FRAGMENTY WYKAZU:
____________________
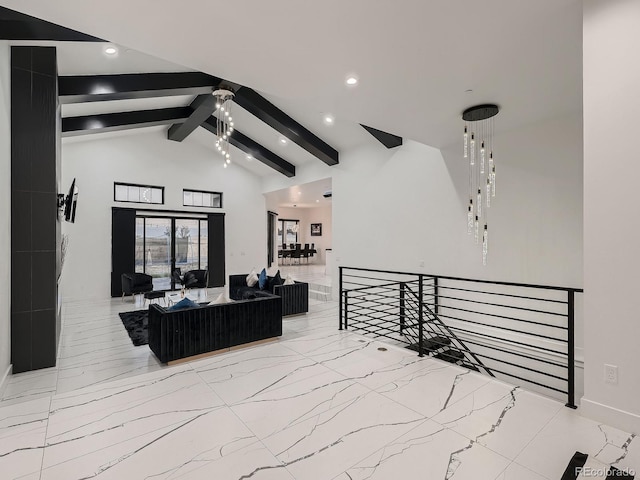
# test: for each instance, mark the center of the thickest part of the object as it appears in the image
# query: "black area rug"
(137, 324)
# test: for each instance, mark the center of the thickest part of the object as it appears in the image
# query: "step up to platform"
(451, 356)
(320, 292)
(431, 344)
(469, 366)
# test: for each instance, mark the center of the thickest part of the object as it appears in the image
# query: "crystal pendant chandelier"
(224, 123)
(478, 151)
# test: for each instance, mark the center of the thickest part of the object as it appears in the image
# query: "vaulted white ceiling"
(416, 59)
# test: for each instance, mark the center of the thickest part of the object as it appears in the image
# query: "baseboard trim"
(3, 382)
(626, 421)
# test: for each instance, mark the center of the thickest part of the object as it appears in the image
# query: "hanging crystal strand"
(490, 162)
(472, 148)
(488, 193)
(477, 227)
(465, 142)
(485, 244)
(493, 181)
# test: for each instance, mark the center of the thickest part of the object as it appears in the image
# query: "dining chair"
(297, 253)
____________________
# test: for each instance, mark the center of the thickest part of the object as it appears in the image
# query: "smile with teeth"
____________________
ZADANIE DO WYKONANIA:
Które wiersze powyższego wykazu zawierają słowo „crystal”? Wypisz każdy z nich w całości.

ODPOWIEDŹ DO ĆWICZENIA:
# query: "crystal pendant chandelier"
# query: "hanging crystal strand"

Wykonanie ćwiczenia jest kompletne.